— ASSIGNMENT —
The records below need to be repeated exactly, with every picture left out.

— SUPPLIED RECORDS —
⁂
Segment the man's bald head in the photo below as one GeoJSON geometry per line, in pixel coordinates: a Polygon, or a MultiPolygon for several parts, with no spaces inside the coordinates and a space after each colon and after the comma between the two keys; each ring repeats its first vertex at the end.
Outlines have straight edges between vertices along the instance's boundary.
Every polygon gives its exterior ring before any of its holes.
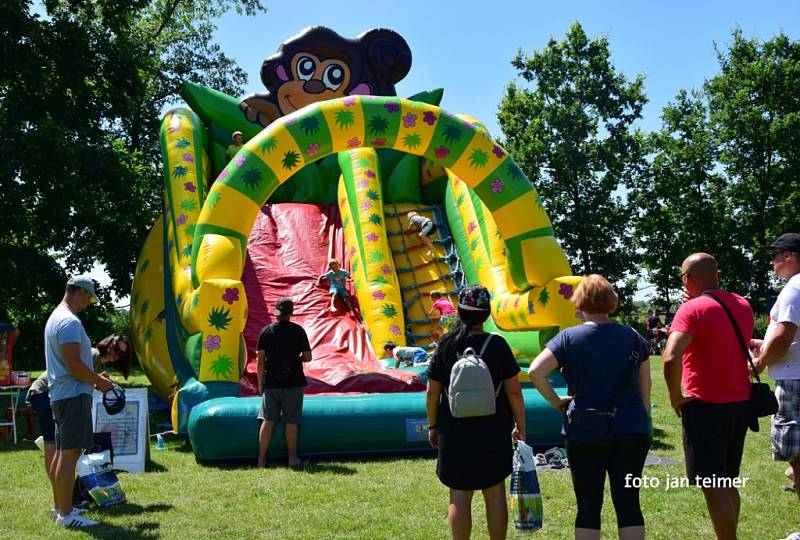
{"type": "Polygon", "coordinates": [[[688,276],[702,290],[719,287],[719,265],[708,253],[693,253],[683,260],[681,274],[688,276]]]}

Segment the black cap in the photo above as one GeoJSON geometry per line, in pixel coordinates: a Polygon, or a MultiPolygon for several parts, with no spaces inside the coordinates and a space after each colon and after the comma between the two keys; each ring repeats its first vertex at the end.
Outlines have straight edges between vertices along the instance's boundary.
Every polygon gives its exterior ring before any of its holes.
⁂
— OUTPUT OF THE EXERCISE —
Segment the man's bald head in the photo below as one GeoJSON geometry per line, in pixel coordinates: a Polygon, or a MultiPolygon for several parts, with no spaces inside the coordinates and a space after each colon and after the comma between the two keys; each ring repeats its first vertex at the end.
Outlines have straight edges between vertices along the instance's boundary.
Every polygon gives its exterior ring before any of its holes.
{"type": "Polygon", "coordinates": [[[688,276],[702,290],[719,287],[719,265],[708,253],[693,253],[683,260],[681,274],[688,276]]]}

Segment the black cap in the photo above as one GeoJSON geometry per line, in pixel coordinates: a Polygon, or a MultiPolygon for several parts, with no spaces inside the coordinates and a space after each colon and after the comma between the two keys; each ring repeats its first vertex at the end.
Outlines have straight edges between vertices along the instance's boundary.
Every polygon gives its exterior ring before any of its holes.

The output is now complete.